- WRITTEN EXERCISE -
Please copy every one of the lines below word for word, keeping their order and punctuation unchanged.

- MATERIAL SUPPLIED -

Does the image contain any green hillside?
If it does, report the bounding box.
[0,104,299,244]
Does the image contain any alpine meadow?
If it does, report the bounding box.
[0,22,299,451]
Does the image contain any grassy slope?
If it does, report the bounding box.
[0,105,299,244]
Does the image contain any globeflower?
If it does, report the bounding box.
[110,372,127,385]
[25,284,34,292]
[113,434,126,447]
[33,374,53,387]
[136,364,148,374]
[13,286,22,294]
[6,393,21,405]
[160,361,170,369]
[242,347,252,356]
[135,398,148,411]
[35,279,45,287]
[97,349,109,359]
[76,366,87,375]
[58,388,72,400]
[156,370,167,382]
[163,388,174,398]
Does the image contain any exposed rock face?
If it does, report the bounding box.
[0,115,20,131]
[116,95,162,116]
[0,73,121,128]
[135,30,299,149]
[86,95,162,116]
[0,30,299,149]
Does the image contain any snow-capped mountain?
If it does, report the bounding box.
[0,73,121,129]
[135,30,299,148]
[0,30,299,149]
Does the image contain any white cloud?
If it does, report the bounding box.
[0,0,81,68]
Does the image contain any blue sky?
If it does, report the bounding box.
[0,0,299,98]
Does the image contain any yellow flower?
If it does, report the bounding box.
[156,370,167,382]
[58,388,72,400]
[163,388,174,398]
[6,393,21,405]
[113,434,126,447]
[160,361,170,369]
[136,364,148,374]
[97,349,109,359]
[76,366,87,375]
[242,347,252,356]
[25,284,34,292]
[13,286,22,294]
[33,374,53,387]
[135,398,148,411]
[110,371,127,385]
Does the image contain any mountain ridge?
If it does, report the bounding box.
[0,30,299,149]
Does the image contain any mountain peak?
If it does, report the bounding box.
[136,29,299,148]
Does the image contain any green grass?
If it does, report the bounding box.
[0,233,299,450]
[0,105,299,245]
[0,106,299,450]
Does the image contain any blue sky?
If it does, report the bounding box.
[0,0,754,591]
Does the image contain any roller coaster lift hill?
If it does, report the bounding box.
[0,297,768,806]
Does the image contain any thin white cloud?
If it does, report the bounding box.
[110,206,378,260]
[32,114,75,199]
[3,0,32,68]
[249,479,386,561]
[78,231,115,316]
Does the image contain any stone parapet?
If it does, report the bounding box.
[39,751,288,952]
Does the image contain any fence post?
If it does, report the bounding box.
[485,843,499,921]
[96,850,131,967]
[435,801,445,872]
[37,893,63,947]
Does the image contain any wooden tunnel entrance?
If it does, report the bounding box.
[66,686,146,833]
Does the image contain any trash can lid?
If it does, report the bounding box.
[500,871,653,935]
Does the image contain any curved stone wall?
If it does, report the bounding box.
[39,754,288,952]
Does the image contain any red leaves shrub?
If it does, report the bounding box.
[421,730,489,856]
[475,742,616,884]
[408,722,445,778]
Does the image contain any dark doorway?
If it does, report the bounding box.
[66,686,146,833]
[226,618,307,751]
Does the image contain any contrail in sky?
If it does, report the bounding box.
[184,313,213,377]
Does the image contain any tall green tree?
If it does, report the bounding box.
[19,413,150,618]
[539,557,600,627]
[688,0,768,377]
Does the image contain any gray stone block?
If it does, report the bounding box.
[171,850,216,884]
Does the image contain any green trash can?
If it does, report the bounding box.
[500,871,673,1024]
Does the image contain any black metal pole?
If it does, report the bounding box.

- WRITTEN ANSWER -
Does the image contain any green hillside?
If it does, report the bounding box.
[0,104,299,244]
Does the image contain any alpine meadow?
If it does, report the bounding box.
[0,22,299,451]
Does the image contain any grassy slope?
If it does, report the bounding box.
[0,105,299,244]
Does the image contain any globeflower?
If it does, report the bounding box.
[110,372,127,385]
[25,284,34,292]
[113,434,126,447]
[33,374,53,387]
[136,364,148,374]
[13,286,22,294]
[6,393,21,405]
[160,361,170,369]
[242,347,252,356]
[135,398,148,411]
[35,279,45,287]
[97,349,109,359]
[76,366,87,375]
[58,388,72,400]
[156,370,167,382]
[163,388,174,398]
Does the image contain any exposed rock face?
If it does, report the bounding box.
[0,115,20,131]
[116,95,162,116]
[0,73,121,128]
[135,30,299,149]
[86,95,162,116]
[0,30,299,149]
Does the image contain any snow-capped mountain?
If it does, report the bounding box.
[0,73,121,129]
[135,30,299,148]
[0,30,299,149]
Does the image contain any white cloud?
If it does, report the bounding box.
[0,0,81,68]
Does the image contain any blue sky?
If it does, report the bounding box.
[0,0,299,98]
Does the image contain any yellow flower?
If it does, report the bounding box.
[156,370,167,382]
[58,388,72,400]
[163,388,174,398]
[6,393,21,405]
[113,434,126,447]
[160,361,170,369]
[136,364,148,374]
[97,349,109,359]
[76,366,87,375]
[242,347,252,356]
[25,284,34,292]
[13,286,22,294]
[33,374,53,387]
[135,398,148,411]
[110,371,127,385]
Does the image contain any mountain ridge?
If it does, report the bounding box.
[0,30,299,149]
Does the image contain any mountain peak?
If it does, report the bounding box.
[136,29,299,148]
Does the image contain any green grass?
If it does, report the bounding box.
[0,233,299,450]
[0,105,299,245]
[0,106,299,450]
Does the image contain any blue sky?
If it does, report the bounding box.
[0,0,754,591]
Does the image contain any roller coaster lift hill?
If it does, report the bounding box.
[0,297,768,806]
Does the image contain any thin white cloud?
If it does, report the bounding box.
[110,206,378,260]
[32,114,75,199]
[3,0,32,68]
[249,479,386,561]
[78,231,115,316]
Does the image contain any stone parapet?
If it does, report the bounding box.
[39,751,288,952]
Does the image contain any fence post?
If it does, report the bounding box.
[485,843,499,921]
[96,850,131,967]
[435,801,445,872]
[37,893,63,947]
Does the image contain any wooden tunnel entrance?
If it does, report the bounding box.
[66,686,146,833]
Does the image contain any trash can lid?
If it does, report the bounding box.
[500,871,653,935]
Does the image contain any curved stone wall?
If it does, report the bounding box.
[39,754,288,952]
Does the image contain any red leaves shrub?
If it does, report the bounding box.
[421,730,489,856]
[475,742,616,884]
[408,722,445,778]
Does the image contain any dark doorway?
If it does, report the bounding box.
[66,686,146,833]
[226,618,307,751]
Does the image contain any contrail in sky?
If it does, report the bounding box.
[184,313,213,377]
Does the image contain any tall green tree?
If it does, report the bounding box.
[19,413,150,618]
[539,557,600,627]
[688,0,768,377]
Does the image contain any gray stone block?
If it does, report the bounding box.
[171,850,216,884]
Does the image contain any green trash can?
If it does, report the bounding box.
[500,871,673,1024]
Does the image contain any black metal pole?
If it does, report the bounding box.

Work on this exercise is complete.